* [Your task]:
Collect every line of the data below that contains the word "black", and copy each line in full. Match the word's case exactly.

— BEGIN Entries provided —

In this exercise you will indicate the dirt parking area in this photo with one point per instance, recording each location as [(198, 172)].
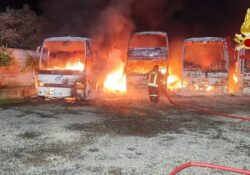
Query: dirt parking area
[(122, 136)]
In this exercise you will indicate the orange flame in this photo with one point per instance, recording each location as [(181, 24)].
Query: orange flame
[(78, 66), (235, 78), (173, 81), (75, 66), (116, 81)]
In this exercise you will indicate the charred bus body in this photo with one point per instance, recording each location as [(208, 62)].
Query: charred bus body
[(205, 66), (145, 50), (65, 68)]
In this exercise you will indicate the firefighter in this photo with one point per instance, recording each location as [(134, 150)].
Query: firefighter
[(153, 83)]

— END Entries provided —
— BEGIN Entries provided —

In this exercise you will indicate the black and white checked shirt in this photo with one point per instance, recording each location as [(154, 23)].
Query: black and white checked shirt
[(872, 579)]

— END Entries provided —
— BEGIN Entries provided —

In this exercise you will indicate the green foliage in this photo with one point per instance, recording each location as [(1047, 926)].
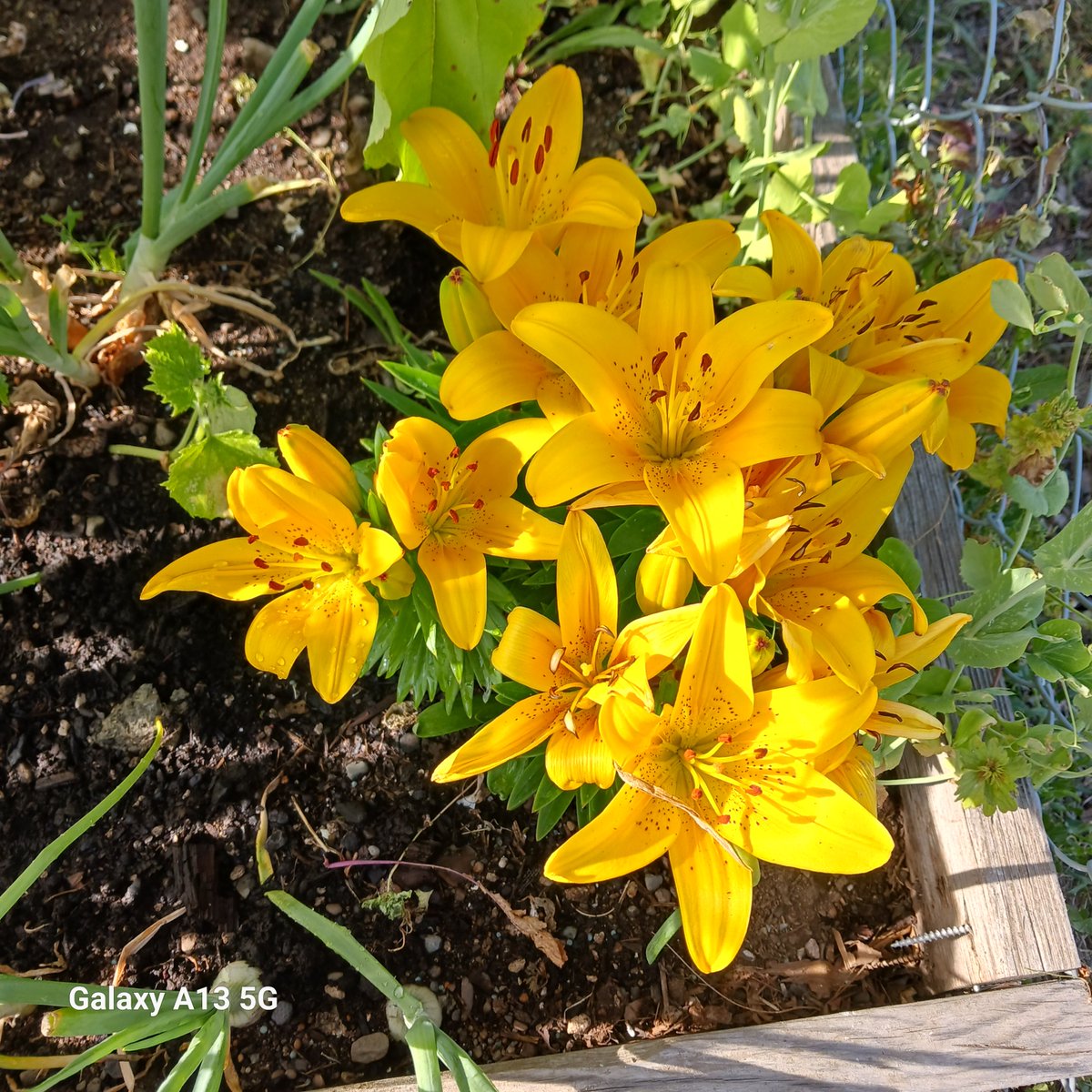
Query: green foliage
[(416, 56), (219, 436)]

— END Entries provided —

* [Response for this exercise]:
In this exercise you will indicate the black and white checked shirt in this photo with one point per instance, recording each location as [(154, 23)].
Query: black and white checked shirt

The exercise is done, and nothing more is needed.